■ **SELECTED TEXT**

====

I have been a keen backyard poultry keeper for many years and it has given me a lot of enjoyment and a goodly supply of healthy eggs from happy hens. Before you contemplate keeping hens, check out the local bye laws to find out if you are zoned for poultry keeping. Think hard before you add a cockerel to your flock unless you enjoy getting up at the crack of dawn every day and you have no immediate neighbors. A cock is not necessary unless you intend to breed chickens or you prefer fertilized eggs which are supposedly better for you and keep longer. i couldn't tell the difference and I found the cockerel tended to make the hens broody and they would slope off a make a nest somewhere. Never keep more than one cock together for obvious reasons.
That said, the choice of which breed of chicken is large. Pure breeds like the popular Rhode Island Reds, Buff orpingtons, Light Sussex etc, tend not to lay as many eggs as the hybrid hens bred for laying. The old breeds are prettier but it is your choice. White eggs are equally good as brown but many people prefer brown. There are even breeds that produce speckled eggs or even Blue shelled ones like the Araucana. Some supermarkets even give you a choice of white, brown or the pretty blue ones.
There are many smaller birds, the Bantams which come in many beautiful shapes and sizes. The tend not to lay as many eggs and they are much smaller. These are usually not kept for egg laying purposes But as beautiful inhabitants of your garden.

====

■ **DATA SUPPLIED**
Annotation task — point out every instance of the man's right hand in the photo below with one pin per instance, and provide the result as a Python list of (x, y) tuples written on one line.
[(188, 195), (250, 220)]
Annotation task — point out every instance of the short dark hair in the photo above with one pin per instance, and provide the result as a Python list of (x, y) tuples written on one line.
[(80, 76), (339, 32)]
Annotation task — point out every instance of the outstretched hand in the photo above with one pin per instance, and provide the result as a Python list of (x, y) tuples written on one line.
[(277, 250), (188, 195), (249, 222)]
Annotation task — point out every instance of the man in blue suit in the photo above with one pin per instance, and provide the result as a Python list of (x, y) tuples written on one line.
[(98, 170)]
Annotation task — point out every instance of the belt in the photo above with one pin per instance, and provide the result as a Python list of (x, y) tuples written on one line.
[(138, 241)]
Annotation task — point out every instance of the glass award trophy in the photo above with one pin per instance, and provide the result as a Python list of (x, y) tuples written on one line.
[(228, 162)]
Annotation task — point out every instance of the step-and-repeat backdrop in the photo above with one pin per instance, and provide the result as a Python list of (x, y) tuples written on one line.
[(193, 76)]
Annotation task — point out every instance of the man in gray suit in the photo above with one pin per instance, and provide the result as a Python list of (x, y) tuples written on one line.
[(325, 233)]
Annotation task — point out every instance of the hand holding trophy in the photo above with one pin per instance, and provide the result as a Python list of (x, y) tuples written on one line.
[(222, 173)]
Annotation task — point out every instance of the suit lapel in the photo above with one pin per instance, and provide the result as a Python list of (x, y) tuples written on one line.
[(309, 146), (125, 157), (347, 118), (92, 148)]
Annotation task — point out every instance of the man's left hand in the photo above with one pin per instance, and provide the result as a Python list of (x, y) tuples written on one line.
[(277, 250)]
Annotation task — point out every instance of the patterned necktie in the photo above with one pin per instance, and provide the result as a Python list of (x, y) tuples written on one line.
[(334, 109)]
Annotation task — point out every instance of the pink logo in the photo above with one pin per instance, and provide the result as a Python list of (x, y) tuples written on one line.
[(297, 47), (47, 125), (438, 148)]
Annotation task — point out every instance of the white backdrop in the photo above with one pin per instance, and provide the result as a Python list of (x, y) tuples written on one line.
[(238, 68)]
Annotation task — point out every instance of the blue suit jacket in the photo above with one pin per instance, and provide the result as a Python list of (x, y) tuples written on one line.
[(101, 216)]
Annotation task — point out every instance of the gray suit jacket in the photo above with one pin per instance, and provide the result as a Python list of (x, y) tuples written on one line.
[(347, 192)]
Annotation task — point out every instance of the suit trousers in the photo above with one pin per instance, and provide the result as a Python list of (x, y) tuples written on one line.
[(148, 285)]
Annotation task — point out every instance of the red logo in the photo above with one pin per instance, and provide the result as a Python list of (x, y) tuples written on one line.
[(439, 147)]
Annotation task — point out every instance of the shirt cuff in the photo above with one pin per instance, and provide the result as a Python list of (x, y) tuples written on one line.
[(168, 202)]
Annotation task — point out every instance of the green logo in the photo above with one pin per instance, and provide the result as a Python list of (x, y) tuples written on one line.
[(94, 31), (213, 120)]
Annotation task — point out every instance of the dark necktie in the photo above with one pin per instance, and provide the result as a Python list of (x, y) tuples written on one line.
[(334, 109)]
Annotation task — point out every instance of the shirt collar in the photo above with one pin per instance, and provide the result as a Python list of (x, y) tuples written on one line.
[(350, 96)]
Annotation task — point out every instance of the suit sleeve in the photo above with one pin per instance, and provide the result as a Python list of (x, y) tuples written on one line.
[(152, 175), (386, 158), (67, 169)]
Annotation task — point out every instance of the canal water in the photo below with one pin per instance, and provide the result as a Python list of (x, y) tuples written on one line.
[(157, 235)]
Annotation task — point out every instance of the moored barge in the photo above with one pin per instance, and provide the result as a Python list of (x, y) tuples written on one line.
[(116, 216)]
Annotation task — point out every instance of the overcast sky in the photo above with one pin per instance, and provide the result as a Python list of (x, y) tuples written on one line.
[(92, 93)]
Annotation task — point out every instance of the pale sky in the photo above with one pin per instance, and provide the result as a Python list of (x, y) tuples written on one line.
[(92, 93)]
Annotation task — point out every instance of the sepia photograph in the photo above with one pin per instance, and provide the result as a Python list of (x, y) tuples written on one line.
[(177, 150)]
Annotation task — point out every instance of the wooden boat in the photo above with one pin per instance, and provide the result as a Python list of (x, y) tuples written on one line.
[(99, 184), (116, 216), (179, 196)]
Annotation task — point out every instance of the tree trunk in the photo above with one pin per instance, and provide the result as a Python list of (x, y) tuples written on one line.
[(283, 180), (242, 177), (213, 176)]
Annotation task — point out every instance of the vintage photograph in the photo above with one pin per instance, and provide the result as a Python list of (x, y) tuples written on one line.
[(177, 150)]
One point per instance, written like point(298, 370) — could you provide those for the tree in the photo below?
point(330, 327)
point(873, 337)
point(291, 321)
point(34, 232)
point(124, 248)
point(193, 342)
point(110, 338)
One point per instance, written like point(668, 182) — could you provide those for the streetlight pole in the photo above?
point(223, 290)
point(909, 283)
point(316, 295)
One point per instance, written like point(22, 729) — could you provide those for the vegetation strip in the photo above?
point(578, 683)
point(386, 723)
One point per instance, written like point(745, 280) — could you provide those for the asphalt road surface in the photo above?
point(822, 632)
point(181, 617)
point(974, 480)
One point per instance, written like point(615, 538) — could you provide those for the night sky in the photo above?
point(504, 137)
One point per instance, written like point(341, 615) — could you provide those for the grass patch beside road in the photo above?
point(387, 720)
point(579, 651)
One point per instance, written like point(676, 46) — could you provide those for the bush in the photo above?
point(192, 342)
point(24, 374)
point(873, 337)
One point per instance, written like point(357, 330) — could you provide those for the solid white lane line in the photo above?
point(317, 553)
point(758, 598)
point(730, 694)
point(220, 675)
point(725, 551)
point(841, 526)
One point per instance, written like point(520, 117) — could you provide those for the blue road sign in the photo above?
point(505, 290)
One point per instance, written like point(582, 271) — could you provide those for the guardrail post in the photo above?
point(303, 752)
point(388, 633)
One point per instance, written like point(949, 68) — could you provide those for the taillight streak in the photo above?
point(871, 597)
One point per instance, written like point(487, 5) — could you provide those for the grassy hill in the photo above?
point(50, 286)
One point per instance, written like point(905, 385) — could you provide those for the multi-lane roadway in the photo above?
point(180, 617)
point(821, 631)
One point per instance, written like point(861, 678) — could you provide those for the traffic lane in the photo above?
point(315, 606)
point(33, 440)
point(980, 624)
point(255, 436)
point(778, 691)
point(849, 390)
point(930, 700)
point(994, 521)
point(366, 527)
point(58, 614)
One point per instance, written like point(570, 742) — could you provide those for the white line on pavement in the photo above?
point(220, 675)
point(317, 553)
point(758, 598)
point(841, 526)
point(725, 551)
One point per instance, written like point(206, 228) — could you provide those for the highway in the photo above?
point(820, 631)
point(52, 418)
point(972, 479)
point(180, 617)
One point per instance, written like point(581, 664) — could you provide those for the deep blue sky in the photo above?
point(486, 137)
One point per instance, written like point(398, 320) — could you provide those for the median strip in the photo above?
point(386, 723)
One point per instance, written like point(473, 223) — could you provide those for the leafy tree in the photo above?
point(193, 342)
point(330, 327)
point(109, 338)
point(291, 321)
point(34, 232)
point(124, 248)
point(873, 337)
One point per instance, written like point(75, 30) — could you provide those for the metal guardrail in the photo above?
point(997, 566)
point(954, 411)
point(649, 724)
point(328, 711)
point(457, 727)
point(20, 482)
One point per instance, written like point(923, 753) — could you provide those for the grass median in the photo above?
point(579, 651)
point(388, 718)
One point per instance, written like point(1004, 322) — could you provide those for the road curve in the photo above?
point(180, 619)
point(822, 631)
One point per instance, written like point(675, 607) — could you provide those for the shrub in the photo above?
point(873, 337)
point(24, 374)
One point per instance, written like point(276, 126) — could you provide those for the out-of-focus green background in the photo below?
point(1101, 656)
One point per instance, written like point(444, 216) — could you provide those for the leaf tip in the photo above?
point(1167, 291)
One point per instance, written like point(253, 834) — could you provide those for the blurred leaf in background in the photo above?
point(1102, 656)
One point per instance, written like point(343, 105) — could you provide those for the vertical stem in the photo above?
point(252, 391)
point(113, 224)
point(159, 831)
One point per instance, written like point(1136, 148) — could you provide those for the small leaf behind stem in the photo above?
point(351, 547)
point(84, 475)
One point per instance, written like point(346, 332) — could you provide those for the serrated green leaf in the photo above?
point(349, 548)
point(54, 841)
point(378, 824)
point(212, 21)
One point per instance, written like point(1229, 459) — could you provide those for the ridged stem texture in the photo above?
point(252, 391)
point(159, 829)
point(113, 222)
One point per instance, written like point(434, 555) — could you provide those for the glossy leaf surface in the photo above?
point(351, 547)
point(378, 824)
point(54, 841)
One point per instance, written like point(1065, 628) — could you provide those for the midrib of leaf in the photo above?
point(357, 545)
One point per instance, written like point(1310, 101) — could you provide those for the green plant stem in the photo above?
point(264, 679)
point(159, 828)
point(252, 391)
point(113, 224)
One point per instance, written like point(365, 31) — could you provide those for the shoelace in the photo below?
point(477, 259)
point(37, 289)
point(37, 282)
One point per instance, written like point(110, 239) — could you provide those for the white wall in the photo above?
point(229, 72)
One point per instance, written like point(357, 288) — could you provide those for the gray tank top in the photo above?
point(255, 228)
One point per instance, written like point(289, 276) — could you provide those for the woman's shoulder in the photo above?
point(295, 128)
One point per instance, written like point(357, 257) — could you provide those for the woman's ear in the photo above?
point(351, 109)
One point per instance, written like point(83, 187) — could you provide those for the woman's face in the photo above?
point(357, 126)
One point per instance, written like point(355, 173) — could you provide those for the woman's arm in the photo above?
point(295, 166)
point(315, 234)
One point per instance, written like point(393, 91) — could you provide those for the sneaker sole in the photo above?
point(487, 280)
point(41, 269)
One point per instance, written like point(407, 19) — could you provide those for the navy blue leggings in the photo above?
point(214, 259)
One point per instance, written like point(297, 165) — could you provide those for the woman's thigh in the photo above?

====

■ **YOUR TASKS**
[1] According to the backyard poultry text, which breed produces blue-shelled eggs?
[2] Write out the part of the backyard poultry text that begins at the words "There are many" and stops after "of your garden.".
The items come from a different source than the backyard poultry text.

■ **SOLUTIONS**
[1] The Araucana.

[2]
There are many smaller birds, the Bantams which come in many beautiful shapes and sizes. The tend not to lay as many eggs and they are much smaller. These are usually not kept for egg laying purposes But as beautiful inhabitants of your garden.